## TEXT FOR ANALYSIS

- - - - -

Thanks to a recent study, researchers now have even more evidence that our ability to sustain a coffee “buzz” ― as well as our desire to drink coffee in general ― comes from genetics.

A team of experts from Scotland, Italy and the Netherlands recently analyzed the coffee-drinking habits of more than 1,200 people in seven Italian towns. They found that people who had a DNA variation in one particular gene called PDSS2 drank about one less cup of coffee per day than those without the gene variation.

To confirm their findings, the researchers surveyed a group of subjects in the Netherlands and saw similar results: People with the PDSS2 gene variation consumed less coffee over the course of a typical day than those without.

The researchers say this likely means the PDSS2 gene works with our metabolism to affect how much of a caffeine boost we feel from every cup, giving some of us stronger coffee cravings than others.

- - - - -

## EXERCISE
Set down word for word the stretch of the coffee genetics passage from "A team of experts" through "the gene variation.".

Stored data entries:

- - - - -

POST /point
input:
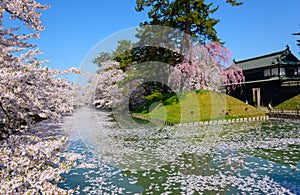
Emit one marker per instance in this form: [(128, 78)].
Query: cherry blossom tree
[(28, 89), (204, 67)]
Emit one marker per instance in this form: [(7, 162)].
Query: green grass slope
[(290, 104), (198, 106)]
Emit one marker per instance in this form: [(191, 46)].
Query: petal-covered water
[(256, 157)]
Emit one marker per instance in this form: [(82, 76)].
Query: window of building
[(267, 72), (282, 72), (274, 71)]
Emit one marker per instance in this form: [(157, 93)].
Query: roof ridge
[(263, 56)]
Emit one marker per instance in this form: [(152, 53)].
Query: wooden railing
[(288, 114)]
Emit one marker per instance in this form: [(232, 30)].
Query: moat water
[(253, 157)]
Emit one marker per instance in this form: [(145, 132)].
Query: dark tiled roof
[(267, 60)]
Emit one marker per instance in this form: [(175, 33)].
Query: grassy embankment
[(196, 106), (290, 104)]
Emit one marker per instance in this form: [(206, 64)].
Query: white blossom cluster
[(29, 164), (27, 88)]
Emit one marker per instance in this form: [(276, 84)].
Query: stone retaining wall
[(212, 122)]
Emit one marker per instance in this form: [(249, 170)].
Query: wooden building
[(271, 78)]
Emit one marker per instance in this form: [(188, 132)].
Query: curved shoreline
[(201, 123)]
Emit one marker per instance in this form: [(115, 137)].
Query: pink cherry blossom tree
[(27, 88), (205, 68)]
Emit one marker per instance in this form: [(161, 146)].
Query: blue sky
[(75, 27)]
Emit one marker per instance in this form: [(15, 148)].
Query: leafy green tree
[(192, 17)]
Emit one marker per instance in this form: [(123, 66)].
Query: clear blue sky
[(74, 27)]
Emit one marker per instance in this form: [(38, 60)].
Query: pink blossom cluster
[(204, 67), (27, 87), (28, 164)]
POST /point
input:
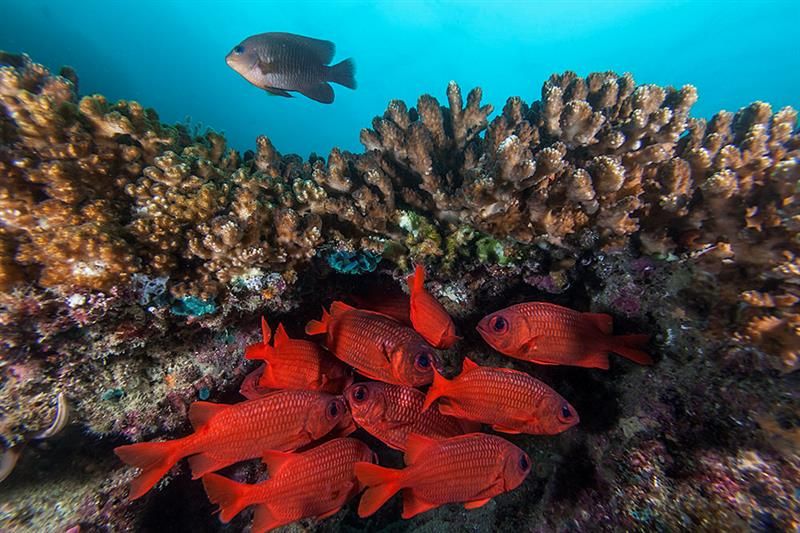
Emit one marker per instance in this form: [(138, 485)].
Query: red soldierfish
[(316, 483), (469, 469), (511, 401), (392, 412), (553, 335), (227, 434), (376, 345), (297, 364), (427, 314)]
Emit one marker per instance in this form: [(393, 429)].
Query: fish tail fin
[(344, 73), (382, 483), (229, 495), (629, 346), (153, 458), (437, 390), (318, 327)]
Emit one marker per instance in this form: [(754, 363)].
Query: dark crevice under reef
[(136, 260)]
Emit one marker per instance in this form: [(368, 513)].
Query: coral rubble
[(135, 258)]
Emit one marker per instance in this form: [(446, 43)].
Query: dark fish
[(281, 62)]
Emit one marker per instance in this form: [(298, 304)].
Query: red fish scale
[(300, 363), (459, 469), (314, 482), (564, 335), (496, 396), (275, 422), (405, 404), (362, 339)]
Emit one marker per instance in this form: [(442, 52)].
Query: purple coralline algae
[(137, 257)]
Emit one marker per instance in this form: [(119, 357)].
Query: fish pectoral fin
[(474, 504), (266, 67), (530, 345), (277, 92), (328, 514), (506, 429), (413, 506), (321, 92)]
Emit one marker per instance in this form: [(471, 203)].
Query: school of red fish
[(304, 392)]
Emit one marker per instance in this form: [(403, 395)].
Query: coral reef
[(136, 257)]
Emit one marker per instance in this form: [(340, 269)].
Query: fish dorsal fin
[(474, 504), (281, 337), (339, 308), (468, 365), (601, 321), (266, 333), (416, 446), (275, 460), (323, 50), (201, 412)]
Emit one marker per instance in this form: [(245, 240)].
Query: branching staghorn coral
[(99, 191)]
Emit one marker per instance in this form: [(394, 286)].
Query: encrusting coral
[(130, 251)]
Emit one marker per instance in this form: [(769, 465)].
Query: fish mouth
[(483, 327)]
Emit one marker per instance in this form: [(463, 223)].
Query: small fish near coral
[(469, 469), (392, 412), (550, 334), (315, 483), (293, 364), (227, 434), (282, 62), (509, 400), (376, 345)]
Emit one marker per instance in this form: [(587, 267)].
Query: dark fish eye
[(333, 409), (360, 394), (499, 324)]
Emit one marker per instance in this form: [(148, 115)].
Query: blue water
[(170, 54)]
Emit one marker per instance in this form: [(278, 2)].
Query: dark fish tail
[(343, 73)]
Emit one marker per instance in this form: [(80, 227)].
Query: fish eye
[(360, 393), (333, 409), (499, 324), (423, 360)]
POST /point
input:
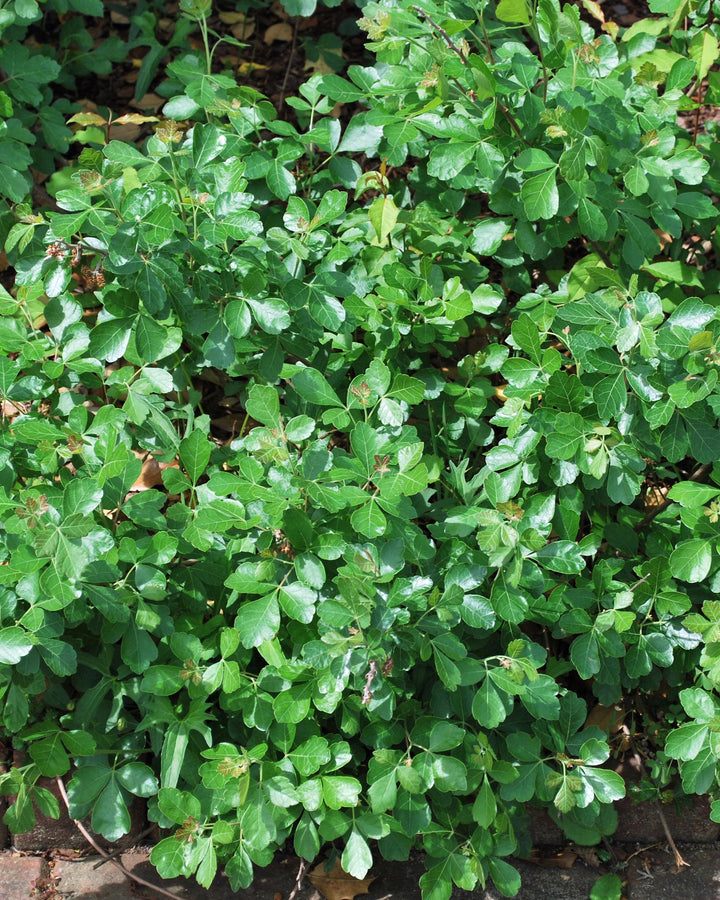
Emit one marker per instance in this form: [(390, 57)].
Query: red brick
[(50, 834), (18, 875)]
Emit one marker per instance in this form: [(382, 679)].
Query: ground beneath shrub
[(649, 874)]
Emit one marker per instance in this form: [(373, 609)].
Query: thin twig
[(698, 475), (290, 59), (441, 31), (298, 880), (679, 861), (93, 843)]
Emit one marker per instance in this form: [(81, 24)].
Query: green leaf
[(258, 621), (539, 194), (686, 741), (313, 387), (514, 11), (195, 450), (263, 404), (704, 51), (488, 707), (356, 859), (383, 215), (15, 643), (340, 791), (691, 494), (561, 556), (691, 560), (488, 236)]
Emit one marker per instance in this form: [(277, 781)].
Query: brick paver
[(18, 875), (648, 876)]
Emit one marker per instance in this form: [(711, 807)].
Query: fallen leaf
[(337, 884), (562, 860), (243, 30), (151, 474), (231, 18), (280, 31), (588, 855), (134, 119)]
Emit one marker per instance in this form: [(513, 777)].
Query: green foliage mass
[(470, 341)]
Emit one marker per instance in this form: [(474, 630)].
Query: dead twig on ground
[(679, 861)]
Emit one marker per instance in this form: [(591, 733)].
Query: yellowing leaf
[(134, 119), (337, 884), (87, 119), (383, 215)]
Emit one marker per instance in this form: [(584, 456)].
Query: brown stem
[(441, 31), (290, 59), (298, 880), (679, 861), (93, 843), (698, 475)]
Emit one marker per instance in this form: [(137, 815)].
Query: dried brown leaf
[(280, 31)]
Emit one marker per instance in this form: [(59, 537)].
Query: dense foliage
[(468, 340)]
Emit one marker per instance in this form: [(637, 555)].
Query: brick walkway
[(648, 876)]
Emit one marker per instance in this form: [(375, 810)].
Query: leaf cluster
[(430, 399)]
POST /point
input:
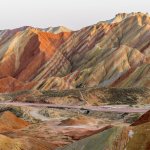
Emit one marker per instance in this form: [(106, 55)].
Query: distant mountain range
[(112, 53)]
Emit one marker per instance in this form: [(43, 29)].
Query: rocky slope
[(112, 53)]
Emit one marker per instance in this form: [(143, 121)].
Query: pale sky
[(73, 14)]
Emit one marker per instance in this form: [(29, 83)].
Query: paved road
[(107, 108)]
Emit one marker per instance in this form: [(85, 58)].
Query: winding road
[(107, 108)]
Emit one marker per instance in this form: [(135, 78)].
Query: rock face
[(9, 122), (118, 138), (112, 53)]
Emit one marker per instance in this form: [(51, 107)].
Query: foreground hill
[(114, 53)]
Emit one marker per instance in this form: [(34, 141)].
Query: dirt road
[(107, 108)]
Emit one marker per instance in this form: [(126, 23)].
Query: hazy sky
[(71, 13)]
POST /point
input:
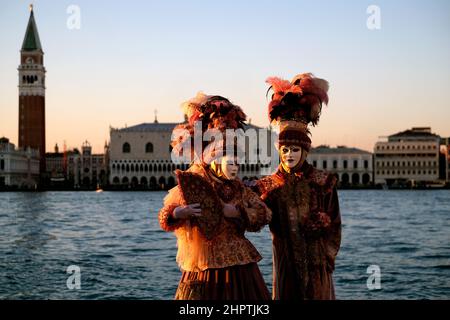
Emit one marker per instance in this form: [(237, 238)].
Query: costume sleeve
[(332, 236), (171, 201), (255, 212)]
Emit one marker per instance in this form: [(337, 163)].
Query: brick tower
[(32, 92)]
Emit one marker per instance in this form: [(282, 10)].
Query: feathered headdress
[(301, 99), (214, 112), (296, 104)]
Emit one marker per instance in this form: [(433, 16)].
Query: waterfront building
[(408, 157), (18, 167), (85, 169), (32, 92), (354, 167), (140, 157)]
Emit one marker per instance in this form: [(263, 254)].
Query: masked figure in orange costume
[(306, 222), (224, 265)]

- - - - -

## SOLVED PROBLEM
A team of experts from Scotland, Italy and the Netherlands recently analyzed the coffee-drinking habits of more than 1,200 people in seven Italian towns. They found that people who had a DNA variation in one particular gene called PDSS2 drank about one less cup of coffee per day than those without the gene variation.